Objective:
Please copy all the lines that follow, word for word.

(Some records)
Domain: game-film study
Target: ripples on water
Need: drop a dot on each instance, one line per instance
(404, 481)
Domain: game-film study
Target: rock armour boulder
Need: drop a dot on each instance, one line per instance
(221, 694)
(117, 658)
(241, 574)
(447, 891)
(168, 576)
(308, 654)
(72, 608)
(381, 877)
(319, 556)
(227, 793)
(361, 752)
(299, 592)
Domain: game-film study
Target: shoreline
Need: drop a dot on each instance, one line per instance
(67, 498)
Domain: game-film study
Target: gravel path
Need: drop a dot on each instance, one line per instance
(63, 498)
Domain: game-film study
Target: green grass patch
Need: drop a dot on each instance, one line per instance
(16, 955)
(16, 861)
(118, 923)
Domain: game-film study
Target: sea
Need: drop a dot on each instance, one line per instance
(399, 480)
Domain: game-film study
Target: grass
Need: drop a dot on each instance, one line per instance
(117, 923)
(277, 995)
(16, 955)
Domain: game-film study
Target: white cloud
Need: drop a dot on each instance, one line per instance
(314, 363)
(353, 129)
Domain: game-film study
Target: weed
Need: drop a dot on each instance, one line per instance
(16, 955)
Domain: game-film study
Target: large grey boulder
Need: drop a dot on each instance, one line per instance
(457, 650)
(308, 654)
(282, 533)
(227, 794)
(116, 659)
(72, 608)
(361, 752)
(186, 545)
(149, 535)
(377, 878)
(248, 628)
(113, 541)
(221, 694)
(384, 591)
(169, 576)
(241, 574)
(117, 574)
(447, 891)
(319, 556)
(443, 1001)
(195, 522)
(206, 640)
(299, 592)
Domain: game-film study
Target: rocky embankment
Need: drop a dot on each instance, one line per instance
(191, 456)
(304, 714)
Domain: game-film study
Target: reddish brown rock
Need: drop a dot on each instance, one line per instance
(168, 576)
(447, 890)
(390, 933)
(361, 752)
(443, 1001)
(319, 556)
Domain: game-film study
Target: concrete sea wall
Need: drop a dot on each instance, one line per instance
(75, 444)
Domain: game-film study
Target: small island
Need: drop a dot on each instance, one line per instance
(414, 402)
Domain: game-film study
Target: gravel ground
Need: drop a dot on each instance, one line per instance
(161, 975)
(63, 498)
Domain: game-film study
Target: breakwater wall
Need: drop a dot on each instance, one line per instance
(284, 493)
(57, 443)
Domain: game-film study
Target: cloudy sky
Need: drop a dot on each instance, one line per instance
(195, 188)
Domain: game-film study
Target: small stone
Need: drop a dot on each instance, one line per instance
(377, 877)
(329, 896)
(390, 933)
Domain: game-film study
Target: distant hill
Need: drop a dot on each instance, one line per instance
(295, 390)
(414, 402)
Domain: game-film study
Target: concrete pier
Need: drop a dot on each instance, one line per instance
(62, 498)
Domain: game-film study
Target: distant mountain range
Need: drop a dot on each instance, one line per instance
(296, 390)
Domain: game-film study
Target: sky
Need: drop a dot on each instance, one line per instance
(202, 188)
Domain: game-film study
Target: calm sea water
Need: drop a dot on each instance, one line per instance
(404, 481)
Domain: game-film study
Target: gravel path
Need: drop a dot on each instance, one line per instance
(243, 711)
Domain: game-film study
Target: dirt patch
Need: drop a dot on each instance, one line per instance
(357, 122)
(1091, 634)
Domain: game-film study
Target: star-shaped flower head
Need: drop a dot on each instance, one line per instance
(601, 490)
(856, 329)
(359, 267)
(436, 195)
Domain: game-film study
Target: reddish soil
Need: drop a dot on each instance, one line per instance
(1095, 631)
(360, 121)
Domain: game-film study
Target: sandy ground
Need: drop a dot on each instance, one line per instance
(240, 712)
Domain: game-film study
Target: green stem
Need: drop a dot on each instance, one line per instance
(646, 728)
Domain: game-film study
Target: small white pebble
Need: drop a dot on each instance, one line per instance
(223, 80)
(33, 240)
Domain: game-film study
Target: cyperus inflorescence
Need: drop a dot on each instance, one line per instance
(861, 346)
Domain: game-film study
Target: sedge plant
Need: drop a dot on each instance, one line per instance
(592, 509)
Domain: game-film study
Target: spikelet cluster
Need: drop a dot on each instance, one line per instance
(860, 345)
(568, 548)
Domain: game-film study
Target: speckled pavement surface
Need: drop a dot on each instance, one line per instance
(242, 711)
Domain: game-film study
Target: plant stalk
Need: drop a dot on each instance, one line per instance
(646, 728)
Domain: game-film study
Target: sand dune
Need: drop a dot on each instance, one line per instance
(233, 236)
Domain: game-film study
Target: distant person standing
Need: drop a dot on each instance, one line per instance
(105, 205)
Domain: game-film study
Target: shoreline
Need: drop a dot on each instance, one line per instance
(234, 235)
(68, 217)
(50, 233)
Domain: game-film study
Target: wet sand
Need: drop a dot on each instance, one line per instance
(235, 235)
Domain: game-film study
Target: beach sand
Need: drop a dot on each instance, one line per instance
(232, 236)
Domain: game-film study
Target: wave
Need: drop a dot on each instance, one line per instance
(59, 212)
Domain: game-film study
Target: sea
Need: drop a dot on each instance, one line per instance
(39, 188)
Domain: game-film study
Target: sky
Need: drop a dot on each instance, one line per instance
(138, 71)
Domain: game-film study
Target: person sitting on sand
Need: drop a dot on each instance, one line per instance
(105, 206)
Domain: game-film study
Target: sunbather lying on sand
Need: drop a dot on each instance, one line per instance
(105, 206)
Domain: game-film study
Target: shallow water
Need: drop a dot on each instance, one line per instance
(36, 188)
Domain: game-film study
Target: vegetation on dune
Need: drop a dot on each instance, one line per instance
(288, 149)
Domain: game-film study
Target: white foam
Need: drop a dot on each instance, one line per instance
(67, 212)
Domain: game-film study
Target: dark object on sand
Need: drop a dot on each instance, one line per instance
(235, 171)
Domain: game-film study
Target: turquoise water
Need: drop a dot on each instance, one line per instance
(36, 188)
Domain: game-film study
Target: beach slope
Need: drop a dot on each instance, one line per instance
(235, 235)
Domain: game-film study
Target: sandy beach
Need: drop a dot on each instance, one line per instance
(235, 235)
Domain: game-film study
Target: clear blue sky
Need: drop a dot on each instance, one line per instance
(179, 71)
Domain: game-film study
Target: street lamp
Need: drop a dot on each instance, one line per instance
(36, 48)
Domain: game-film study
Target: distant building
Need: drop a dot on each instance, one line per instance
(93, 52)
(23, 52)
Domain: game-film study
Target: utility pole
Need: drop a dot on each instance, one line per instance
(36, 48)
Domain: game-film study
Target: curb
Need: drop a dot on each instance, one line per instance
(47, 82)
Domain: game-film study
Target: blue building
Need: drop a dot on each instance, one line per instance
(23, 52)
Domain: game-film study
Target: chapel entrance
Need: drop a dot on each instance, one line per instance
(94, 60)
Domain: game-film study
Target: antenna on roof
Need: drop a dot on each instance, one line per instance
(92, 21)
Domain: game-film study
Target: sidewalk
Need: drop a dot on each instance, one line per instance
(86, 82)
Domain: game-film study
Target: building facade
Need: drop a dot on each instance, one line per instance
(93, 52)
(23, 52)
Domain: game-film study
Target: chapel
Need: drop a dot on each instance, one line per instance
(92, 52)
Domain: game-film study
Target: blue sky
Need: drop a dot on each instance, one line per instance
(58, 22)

Correct result:
Domain: game-film study
Target: ripples on water
Need: drop a dot on each instance, one line per instance
(404, 481)
Domain: game-film study
Target: rock armour boulder
Need: drop a dot on each instance, one line per instance
(221, 694)
(117, 658)
(241, 574)
(447, 891)
(168, 576)
(308, 654)
(72, 608)
(381, 877)
(319, 556)
(227, 793)
(361, 752)
(299, 592)
Domain: game-film study
Target: shoreline
Need: drop a dot on each instance, one line per instance
(67, 498)
Domain: game-film study
Target: gravel path
Need: drop a dot on each instance, one line per instance
(63, 498)
Domain: game-film study
Target: green grass patch
Need: drop a dot on each instance, one line per instance
(16, 955)
(16, 861)
(118, 923)
Domain: game-film study
Target: sea
Need: drop a dot on each instance, one line per instance
(399, 480)
Domain: game-film study
Target: grass
Need: drop a dot on each instance, one line per instance
(117, 923)
(277, 995)
(16, 955)
Domain: game-film study
Target: white cloud
Need: drop a dot on each instance, one line per instance
(314, 363)
(353, 129)
Domain: game-film study
Target: weed
Need: drop a dot on each instance, one line per instance
(16, 955)
Domain: game-film study
Target: large grey boulder
Need: drop a dot on each instance, one line per instance
(457, 650)
(308, 654)
(282, 533)
(227, 794)
(116, 659)
(72, 608)
(361, 752)
(186, 545)
(149, 535)
(377, 878)
(248, 628)
(113, 541)
(221, 694)
(384, 591)
(169, 576)
(241, 574)
(117, 574)
(447, 891)
(319, 556)
(443, 1001)
(195, 522)
(206, 640)
(299, 592)
Domain: game-film study
Target: rocky embankment
Need: drop a dot on each instance, one line per instance
(191, 456)
(304, 714)
Domain: game-film study
Target: reddish brown rock
Need: drop a dot on each instance, one line per instance
(168, 576)
(447, 890)
(390, 933)
(361, 752)
(443, 1001)
(319, 556)
Domain: game-film study
Target: concrete sea wall
Need: drop a dot on each instance, one line per instance
(75, 444)
Domain: game-film study
Target: small island
Need: drop a dot on each instance, one line per instance
(414, 402)
Domain: game-film study
Target: gravel ground
Need: drop a dot on each instance, one line per instance
(161, 975)
(63, 498)
Domain: game-film study
Target: breakwater wall
Need: drop a dot on each instance, one line per instance
(284, 493)
(57, 443)
Domain: game-film study
Target: cloudy sky
Need: drop a dot on each instance, one line per instance
(195, 188)
Domain: game-film study
Target: small stone
Need: drop a dot on each instance, one line per instance
(377, 877)
(329, 896)
(390, 933)
Domain: game-film study
Target: distant hill
Need: drop a dot on each instance, one line per instance
(295, 390)
(414, 402)
Domain: game-film study
Target: concrete pier
Need: drop a dot on each instance, one line per instance
(62, 498)
Domain: game-film study
Target: distant mountain range
Need: drop a dot on each instance, one line per instance
(296, 390)
Domain: game-film study
Target: sky
Need: drop a dot on each instance, one line per instance
(202, 188)
Domain: game-film study
Target: calm sea water
Need: drop a dot on each instance, one line per instance
(404, 481)
Domain: game-film study
Target: gravel path
Need: drop a dot on each instance, one line per instance
(243, 711)
Domain: game-film study
Target: dirt patch
Need: drop a dot on each instance, one line per instance
(357, 122)
(1091, 634)
Domain: game-film study
Target: star-shaped flower head
Need: drop a dot on each instance, one line per instance
(601, 490)
(856, 329)
(359, 267)
(436, 195)
Domain: game-film study
Target: reddish soil
Need: drop a dot on each instance, one line per instance
(1095, 631)
(360, 121)
Domain: game-film study
Target: sandy ground
Need: drop a dot on each instance, one line per instance
(240, 712)
Domain: game-film study
Target: green stem
Need: drop a dot on each instance, one line per instance
(646, 728)
Domain: game-film study
Target: small white pebble
Need: drop a dot on each instance, one line per instance
(223, 80)
(33, 240)
Domain: game-film study
Target: cyperus inflorescence
Need: drop a dot on each instance, one line per instance
(861, 346)
Domain: game-film study
Target: sedge plant
Need: drop a dot on each instance, one line per instance
(592, 509)
Domain: game-film study
Target: spikelet cluster
Need: drop a dot on each instance, one line per instance
(860, 345)
(568, 548)
Domain: game-film study
Target: speckled pavement surface
Need: drop a dot on each instance, one line per instance
(242, 711)
Domain: game-film study
Target: plant stalk
Need: drop a dot on each instance, one line per instance
(646, 728)
Domain: game-film study
Target: sand dune
Need: drop a dot on each instance, one line per instance
(233, 236)
Domain: game-film study
Target: distant person standing
Need: drop a dot on each instance, one line per instance
(105, 205)
Domain: game-film study
Target: shoreline
Need: drop a dot on each instance, one line per instance
(234, 235)
(68, 217)
(50, 233)
Domain: game-film study
Target: wet sand
Need: drop a dot on each instance, one line per instance
(235, 235)
Domain: game-film study
Target: beach sand
Need: drop a dot on each instance, one line per instance
(232, 236)
Domain: game-film study
Target: wave
Need: drop a dot on each instance, one line per instance
(59, 212)
Domain: game-film study
Target: sea
Need: drop a dot on each instance, one line per instance
(39, 188)
Domain: game-film study
Target: sky
Need: drop a dot on each instance, one line per instance
(138, 71)
Domain: game-film study
Target: person sitting on sand
Need: drop a dot on each instance, one line per instance
(105, 206)
Domain: game-film study
Target: sunbather lying on sand
Need: drop a dot on each instance, one line per instance
(105, 206)
Domain: game-film study
Target: shallow water
Need: drop a dot on each instance, one line per instance
(36, 188)
Domain: game-film study
Target: vegetation on dune
Need: drop a dot on each instance, one line per instance
(288, 149)
Domain: game-film study
Target: white foam
Need: drop a dot on each instance, one line per instance
(67, 212)
Domain: game-film study
Target: dark object on sand
Need: drop a dot on each instance, one line per instance
(235, 171)
Domain: game-film study
Target: turquoise water
Need: drop a dot on each instance, one line per instance
(36, 188)
Domain: game-film study
Target: beach slope
Need: drop a dot on each instance, one line per instance
(235, 235)
Domain: game-film study
Target: sandy beach
Need: drop a dot on each instance, one line per instance
(235, 235)
Domain: game-film study
Target: clear blue sky
Need: drop a dot on each instance, one line per instance
(179, 71)
Domain: game-film study
Target: street lamp
Need: drop a dot on each instance, one line per instance
(36, 48)
Domain: game-film study
Target: distant building
Need: drop a dot on each instance, one line per instance
(93, 52)
(23, 52)
Domain: game-film study
Target: utility pole
Need: drop a dot on each instance, one line per instance
(36, 48)
Domain: game-film study
Target: curb
Need: drop a dot on each instance, one line per instance
(47, 82)
Domain: game-film study
Target: blue building
Need: drop a dot on each instance, one line per instance
(23, 52)
Domain: game-film study
Target: chapel entrance
Need: drop a dot on each instance, one line per instance
(94, 60)
Domain: game-film study
Target: antenna on roof
Need: drop a dot on each instance, one line per instance
(92, 21)
Domain: game-film study
Target: sidewalk
Need: drop a dot on each instance, one line per instance
(86, 82)
Domain: game-film study
Target: building facade
Need: drop a dot on each instance, one line per instance
(93, 52)
(23, 52)
Domain: game-film study
Target: chapel
Need: drop a dot on each instance, one line per instance
(92, 52)
Domain: game-film study
Target: blue sky
Need: drop a dot on each instance, one line per instance
(58, 22)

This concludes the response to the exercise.